14 Ocak 2014 Salı

18. YÜZYILDA OSMANLI İMPARATORLUĞU

18.YÜZYIL SİYASAL OLAYLARI
18. yüzyıl başlarında Osmanlı Devleti, Karlofça Antlaşması’yla kaybettiği toprakları geri alarak Avrupa’da tutunmayı ve eski gücünü korumayı amaçlamıştır. Bu nedenle Karlofça Antlaşması’yla toprak kaptırdığı Kutsal İttifak devletleriyle savaşlara başlamıştır. Ancak, Osmanlı İmparatorluğu kaybettiği yerleri geri alamadığı gibi yeni topraklar da kaybederek Avrupa’dan çekilişini sürdürmüştür. Pasarofça Antlaşması’ndan sonra Osmanlı devlet adamları mevcut toprakları koruyabilmek amacıyla barışçı bir politikaya ve askeri ıslahatlara ağırlık vermiştir.
1. Osmanlı – Rus İlişkileri
Rusya, 18. yüzyılda ordu ve donanmasını güçlendirerek Osmanlı İmparatorluğu’na rakip hale gelmiştir. Rusların;
- Slavları ve Ortodoksları Osmanlı Devleti’ne karşı kışkırtması
- Lehistan’a yerleşmek istemesi
- Kırım’a yerleşerek Karadeniz’e hakim olmak, Boğazlardan geçerek Akdeniz’e inmek ve dünya ticaretine ulaşmak istemesi
gibi amaçları Osmanlı Devleti’nin menfaatleriyle çelişmiş ve iki devlet arasında sık sık savaşlar yaşanmıştır.

■ **Verilen görev A**
Osmanlı tarihi metninin "18. YÜZYILDA OSMANLI" sözcüklerini içeren ifadeyle başlayıp "ıslahatlara ağırlık vermiştir." ile biten kısmını, "barışçı" yerine "uzlaşmacı" koyarak güncelleyip yeniden yazın.

■ **Nokta işaretleme setinden girdiler**
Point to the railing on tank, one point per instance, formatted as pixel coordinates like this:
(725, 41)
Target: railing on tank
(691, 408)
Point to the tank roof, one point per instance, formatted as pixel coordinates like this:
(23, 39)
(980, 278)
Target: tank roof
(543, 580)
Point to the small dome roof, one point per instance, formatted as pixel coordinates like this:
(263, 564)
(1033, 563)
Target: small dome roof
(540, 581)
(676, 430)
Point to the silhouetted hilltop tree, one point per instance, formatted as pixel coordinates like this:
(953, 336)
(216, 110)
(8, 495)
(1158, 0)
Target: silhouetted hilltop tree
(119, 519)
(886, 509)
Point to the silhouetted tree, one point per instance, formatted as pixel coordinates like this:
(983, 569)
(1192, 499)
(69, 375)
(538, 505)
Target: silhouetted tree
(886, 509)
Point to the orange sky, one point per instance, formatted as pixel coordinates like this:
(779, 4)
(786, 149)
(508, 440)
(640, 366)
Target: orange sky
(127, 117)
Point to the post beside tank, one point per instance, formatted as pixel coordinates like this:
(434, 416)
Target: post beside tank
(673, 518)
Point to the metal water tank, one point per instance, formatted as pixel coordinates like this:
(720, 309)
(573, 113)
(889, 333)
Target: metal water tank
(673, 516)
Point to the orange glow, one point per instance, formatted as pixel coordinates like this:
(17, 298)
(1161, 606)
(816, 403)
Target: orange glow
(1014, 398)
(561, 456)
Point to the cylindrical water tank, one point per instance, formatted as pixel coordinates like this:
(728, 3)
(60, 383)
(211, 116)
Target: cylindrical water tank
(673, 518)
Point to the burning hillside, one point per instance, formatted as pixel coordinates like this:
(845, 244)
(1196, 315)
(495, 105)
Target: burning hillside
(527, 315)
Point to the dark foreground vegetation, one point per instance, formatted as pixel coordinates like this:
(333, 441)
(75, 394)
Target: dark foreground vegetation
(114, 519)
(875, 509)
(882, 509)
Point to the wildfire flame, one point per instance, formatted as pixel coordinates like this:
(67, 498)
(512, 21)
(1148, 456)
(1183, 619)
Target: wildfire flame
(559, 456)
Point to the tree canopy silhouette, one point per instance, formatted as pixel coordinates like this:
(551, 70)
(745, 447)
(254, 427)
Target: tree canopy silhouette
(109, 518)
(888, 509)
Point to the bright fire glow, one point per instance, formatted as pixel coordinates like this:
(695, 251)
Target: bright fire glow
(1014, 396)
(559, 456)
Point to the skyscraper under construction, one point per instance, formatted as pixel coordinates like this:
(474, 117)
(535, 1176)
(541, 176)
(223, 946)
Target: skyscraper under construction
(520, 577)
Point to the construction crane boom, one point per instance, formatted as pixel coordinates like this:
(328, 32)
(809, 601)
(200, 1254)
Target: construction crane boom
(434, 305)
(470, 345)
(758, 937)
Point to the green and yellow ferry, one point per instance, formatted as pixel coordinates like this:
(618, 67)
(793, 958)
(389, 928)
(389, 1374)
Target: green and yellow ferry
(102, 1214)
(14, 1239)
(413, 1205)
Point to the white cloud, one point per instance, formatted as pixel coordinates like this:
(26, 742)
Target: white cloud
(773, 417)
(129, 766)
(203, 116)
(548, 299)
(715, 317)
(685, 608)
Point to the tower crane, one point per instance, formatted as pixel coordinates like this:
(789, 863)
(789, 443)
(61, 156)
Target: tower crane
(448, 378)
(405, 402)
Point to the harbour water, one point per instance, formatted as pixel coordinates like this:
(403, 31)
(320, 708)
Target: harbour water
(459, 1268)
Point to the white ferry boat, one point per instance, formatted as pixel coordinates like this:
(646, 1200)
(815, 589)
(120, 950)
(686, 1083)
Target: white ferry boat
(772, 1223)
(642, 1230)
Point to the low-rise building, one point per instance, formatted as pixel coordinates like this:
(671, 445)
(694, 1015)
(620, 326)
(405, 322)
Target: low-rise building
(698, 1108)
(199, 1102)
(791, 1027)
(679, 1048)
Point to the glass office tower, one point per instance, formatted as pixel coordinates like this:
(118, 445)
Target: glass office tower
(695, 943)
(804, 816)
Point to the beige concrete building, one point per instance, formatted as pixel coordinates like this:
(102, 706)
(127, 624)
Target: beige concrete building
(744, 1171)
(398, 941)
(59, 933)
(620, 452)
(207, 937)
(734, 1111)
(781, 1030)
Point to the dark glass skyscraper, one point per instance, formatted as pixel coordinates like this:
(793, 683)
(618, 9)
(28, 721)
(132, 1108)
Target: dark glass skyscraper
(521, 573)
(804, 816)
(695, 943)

■ **Verilen görev B**
"rise" dizesinin geçtiği bütün satırları bulun ve bunları kopyalayın.

■ **Eksiksiz cevap A**
18. YÜZYILDA OSMANLI İMPARATORLUĞU

18.YÜZYIL SİYASAL OLAYLARI
18. yüzyıl başlarında Osmanlı Devleti, Karlofça Antlaşması’yla kaybettiği toprakları geri alarak Avrupa’da tutunmayı ve eski gücünü korumayı amaçlamıştır. Bu nedenle Karlofça Antlaşması’yla toprak kaptırdığı Kutsal İttifak devletleriyle savaşlara başlamıştır. Ancak, Osmanlı İmparatorluğu kaybettiği yerleri geri alamadığı gibi yeni topraklar da kaybederek Avrupa’dan çekilişini sürdürmüştür. Pasarofça Antlaşması’ndan sonra Osmanlı devlet adamları mevcut toprakları koruyabilmek amacıyla uzlaşmacı bir politikaya ve askeri ıslahatlara ağırlık vermiştir.

■ **Eksiksiz cevap B**
Point to the low-rise building, one point per instance, formatted as pixel coordinates like this:
Target: low-rise building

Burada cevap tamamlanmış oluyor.